**** Input ****
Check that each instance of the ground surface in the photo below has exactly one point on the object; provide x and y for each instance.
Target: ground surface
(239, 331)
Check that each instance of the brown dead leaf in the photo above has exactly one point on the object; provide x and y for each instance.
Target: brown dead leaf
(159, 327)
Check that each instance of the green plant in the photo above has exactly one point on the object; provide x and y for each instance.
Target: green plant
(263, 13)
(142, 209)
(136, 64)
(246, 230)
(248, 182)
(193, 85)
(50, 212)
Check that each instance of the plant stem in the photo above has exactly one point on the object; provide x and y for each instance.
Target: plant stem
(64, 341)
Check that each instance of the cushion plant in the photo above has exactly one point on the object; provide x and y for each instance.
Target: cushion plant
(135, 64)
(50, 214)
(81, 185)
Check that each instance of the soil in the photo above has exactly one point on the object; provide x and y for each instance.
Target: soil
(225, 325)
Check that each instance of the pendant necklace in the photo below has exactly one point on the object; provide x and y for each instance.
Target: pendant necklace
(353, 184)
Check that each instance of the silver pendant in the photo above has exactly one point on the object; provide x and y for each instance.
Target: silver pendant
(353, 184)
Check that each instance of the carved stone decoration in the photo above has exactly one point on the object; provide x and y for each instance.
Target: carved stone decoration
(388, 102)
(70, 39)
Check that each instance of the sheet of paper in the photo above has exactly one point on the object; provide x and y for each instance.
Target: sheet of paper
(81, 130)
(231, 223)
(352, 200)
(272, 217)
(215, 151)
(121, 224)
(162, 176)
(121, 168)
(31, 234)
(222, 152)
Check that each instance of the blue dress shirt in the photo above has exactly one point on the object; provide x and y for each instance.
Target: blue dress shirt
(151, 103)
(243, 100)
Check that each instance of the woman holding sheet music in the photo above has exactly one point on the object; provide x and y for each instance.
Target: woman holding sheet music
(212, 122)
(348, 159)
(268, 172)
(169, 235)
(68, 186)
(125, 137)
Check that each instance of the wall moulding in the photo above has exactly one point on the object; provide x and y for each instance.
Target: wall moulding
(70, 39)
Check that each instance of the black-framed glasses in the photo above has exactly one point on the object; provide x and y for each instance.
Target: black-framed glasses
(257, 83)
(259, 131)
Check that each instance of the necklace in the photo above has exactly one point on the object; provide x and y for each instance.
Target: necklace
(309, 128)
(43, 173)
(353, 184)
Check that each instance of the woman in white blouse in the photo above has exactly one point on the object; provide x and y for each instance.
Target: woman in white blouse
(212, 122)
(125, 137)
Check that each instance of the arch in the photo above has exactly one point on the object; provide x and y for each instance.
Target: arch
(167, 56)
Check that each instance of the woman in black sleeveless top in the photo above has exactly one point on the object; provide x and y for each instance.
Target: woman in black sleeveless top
****
Exercise details =
Type out exactly the span of lines from the one with "Check that each instance of the woman in black" to the end of the material above, counting both end lines, and nothing else.

Result for this exercise =
Check that each instance of the woman in black sleeveless top in the photo above has exactly one point on the object; provide x and y for each instance.
Target: woman in black sleeveless top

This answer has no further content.